## Data extract:
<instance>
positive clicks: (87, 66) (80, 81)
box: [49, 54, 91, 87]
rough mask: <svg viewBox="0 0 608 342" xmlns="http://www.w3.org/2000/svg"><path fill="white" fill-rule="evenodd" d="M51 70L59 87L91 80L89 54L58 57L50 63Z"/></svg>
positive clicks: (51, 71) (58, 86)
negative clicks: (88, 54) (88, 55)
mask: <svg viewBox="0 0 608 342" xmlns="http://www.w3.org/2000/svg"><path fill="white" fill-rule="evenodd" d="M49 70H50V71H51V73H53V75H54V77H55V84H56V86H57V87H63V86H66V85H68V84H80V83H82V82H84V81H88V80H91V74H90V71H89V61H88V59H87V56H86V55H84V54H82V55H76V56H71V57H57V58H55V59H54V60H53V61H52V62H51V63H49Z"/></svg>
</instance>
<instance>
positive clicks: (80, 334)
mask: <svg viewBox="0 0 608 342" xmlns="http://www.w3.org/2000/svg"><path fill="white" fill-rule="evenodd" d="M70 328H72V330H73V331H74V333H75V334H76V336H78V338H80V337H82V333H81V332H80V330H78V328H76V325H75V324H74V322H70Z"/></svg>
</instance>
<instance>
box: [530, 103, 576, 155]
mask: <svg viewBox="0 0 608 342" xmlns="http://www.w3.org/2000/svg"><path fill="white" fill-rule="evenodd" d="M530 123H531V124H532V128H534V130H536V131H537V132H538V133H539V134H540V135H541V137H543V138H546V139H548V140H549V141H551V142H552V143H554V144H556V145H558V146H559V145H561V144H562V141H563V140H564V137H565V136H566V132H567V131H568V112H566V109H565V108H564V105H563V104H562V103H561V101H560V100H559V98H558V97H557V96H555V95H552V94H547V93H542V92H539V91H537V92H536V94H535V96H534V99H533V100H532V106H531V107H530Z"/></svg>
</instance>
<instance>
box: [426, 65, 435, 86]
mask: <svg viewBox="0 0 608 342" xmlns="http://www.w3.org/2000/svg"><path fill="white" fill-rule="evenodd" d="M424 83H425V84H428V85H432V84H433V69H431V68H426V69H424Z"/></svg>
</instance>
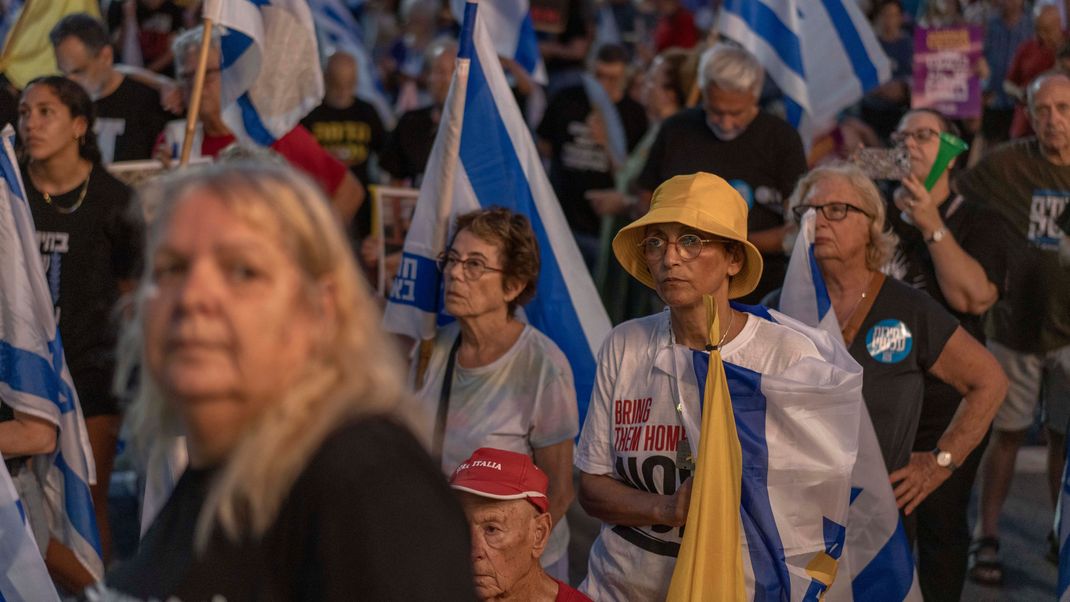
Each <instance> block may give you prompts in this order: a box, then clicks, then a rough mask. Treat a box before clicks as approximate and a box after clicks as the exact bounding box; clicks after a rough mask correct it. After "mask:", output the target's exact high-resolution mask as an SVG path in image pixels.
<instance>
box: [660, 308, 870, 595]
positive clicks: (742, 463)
mask: <svg viewBox="0 0 1070 602" xmlns="http://www.w3.org/2000/svg"><path fill="white" fill-rule="evenodd" d="M733 307H734V308H735V309H737V310H739V311H746V312H748V313H750V317H749V318H750V319H751V320H767V321H770V322H775V323H778V324H780V325H782V326H785V327H789V328H791V329H793V330H795V331H797V333H799V334H801V335H805V336H806V337H807V338H808V339H810V341H811V342H812V343H813V344H814V348H815V349H816V351H817V354H819V355H817V356H816V357H805V358H802V359H800V360H798V361H796V362H795V364H794V365H792V366H791V367H790V368H788V369H786V370H784V371H783V372H781V373H779V374H761V373H758V372H754V371H753V370H748V369H746V368H743V367H740V366H736V365H733V364H730V362H724V364H723V376H720V377H723V379H724V383H725V385H724V386H727V390H728V397H729V398H730V399H731V408H732V414H733V418H734V422H735V434H736V436H737V437H738V442H739V449H740V451H742V467H743V470H742V474H743V478H742V490H740V497H739V504H738V506H737V507H736V515H735V519H736V521H738V522H739V525H740V530H742V537H740V538H739V543H737V544H736V546H737V550H739V549H742V553H743V573H744V576H743V583H744V587H745V595H743V596H736V595H732V593H731V592H720V591H719V590H717V589H716V588H717V587H718V586H719V585H718V583H717V582H718V581H720V580H722V578H724V577H723V575H722V574H721V573H718V572H717V569H716V567H717V565H716V564H715V565H710V564H709V562H708V561H707V560H706V557H708V556H709V555H710V554H712V553H713V552H715V550H716V549H714V547H712V544H715V543H716V542H715V541H713V538H710V534H709V529H716V528H719V527H716V526H714V525H712V524H708V523H706V525H707V526H706V527H705V528H702V527H700V528H698V529H697V528H694V526H695V525H702V524H704V520H703V516H701V512H702V511H703V510H704V505H703V504H702V501H701V498H702V496H705V495H709V494H710V492H709V489H710V488H716V487H724V485H723V479H724V478H727V477H723V476H722V475H723V473H721V472H720V470H721V468H720V464H719V462H721V460H718V459H716V449H715V450H713V451H710V450H707V449H706V445H707V444H706V442H707V433H706V431H705V428H706V421H707V417H706V415H707V414H709V413H712V412H715V410H714V405H716V403H714V404H713V405H710V403H712V402H710V399H716V398H710V397H705V396H708V395H710V393H713V395H717V393H716V388H712V387H710V385H709V379H714V377H717V376H718V375H717V371H715V370H712V369H710V368H709V367H708V365H709V364H714V362H716V359H717V358H715V357H714V356H715V355H717V354H716V353H713V354H710V355H709V356H707V355H706V354H704V353H702V352H692V356H693V365H694V371H695V377H697V380H698V382H699V385H700V387H703V388H704V390H705V396H704V408H703V430H702V434H701V441H700V451H699V463H698V464H697V477H695V479H697V480H695V483H694V488H695V489H694V491H693V492H692V494H691V511H690V512H689V513H688V521H687V526H686V527H685V532H684V540H685V541H684V545H683V546H682V550H681V555H679V557H678V558H677V561H676V571H675V572H674V573H673V583H672V589H671V590H670V591H671V592H672V596H670V599H671V600H804V601H811V600H813V601H816V600H820V599H825V600H836V599H838V598H836V597H835V595H834V593H832V592H834V591H835V589H832V588H835V587H836V586H837V585H839V584H841V582H845V581H846V580H843V578H837V576H838V575H843V574H844V573H845V571H844V568H843V562H844V540H845V530H846V521H847V514H849V511H850V510H849V504H850V495H851V472H852V467H853V466H854V464H855V459H856V454H857V452H858V450H857V447H856V445H855V443H856V438H855V434H856V433H857V431H858V425H859V419H860V416H861V415H862V413H863V410H862V404H861V368H860V367H858V365H857V364H855V362H854V361H853V360H852V359H851V357H850V355H847V353H846V350H843V349H842V345H840V346H837V345H836V343H835V341H834V340H832V339H831V337H829V336H828V335H827V334H826V333H824V331H822V330H820V329H816V328H811V327H809V326H806V325H805V324H802V323H800V322H798V321H796V320H793V319H791V318H789V317H786V315H784V314H782V313H780V312H777V311H769V310H766V309H765V308H763V307H760V306H753V307H749V306H743V305H738V304H733ZM718 436H723V435H718ZM714 441H715V442H716V441H717V439H716V438H715V439H714ZM715 445H718V444H716V443H715ZM710 456H713V458H710ZM710 460H713V461H710ZM706 479H709V480H708V481H707V480H706ZM713 495H717V493H716V492H714V493H713ZM697 503H698V505H697ZM695 511H698V512H700V515H695V514H694V512H695ZM722 520H724V521H729V520H730V519H729V518H723V519H722ZM695 531H698V532H695ZM689 538H694V540H695V541H697V542H701V541H703V540H706V542H707V543H706V544H704V545H703V544H695V546H694V547H693V549H688V543H687V540H688V539H689ZM720 544H721V545H730V544H731V542H730V541H721V542H720ZM685 550H689V551H688V553H687V554H685ZM688 565H693V568H691V569H687V568H686V567H687V566H688ZM682 567H683V568H682ZM682 570H683V571H686V572H684V573H682V572H681V571H682ZM682 574H684V575H687V574H690V575H693V576H691V577H690V578H691V580H702V581H705V582H706V583H705V584H703V586H702V587H703V589H697V588H695V587H693V586H692V587H691V588H690V589H689V590H688V589H677V587H678V584H677V580H678V578H679V577H681V575H682ZM876 599H877V600H886V599H885V598H880V597H878V598H876Z"/></svg>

## What you are asked to do:
Copy out every row above that contains the string "clicks".

## Solution to this problem:
positive clicks: (87, 66) (80, 81)
positive clicks: (51, 71) (58, 86)
negative clicks: (88, 54) (88, 55)
positive clicks: (80, 334)
Each <instance> block may give you prompts in this order: a box, then clicks, then a rough mask. Treat a box before clicks as approximate and a box after clicks as the exact bounding box; clicks after a rough mask correct it. After "mask:", output the target's exact high-resolution mask as an SVG path in image pixels.
positive clicks: (742, 463)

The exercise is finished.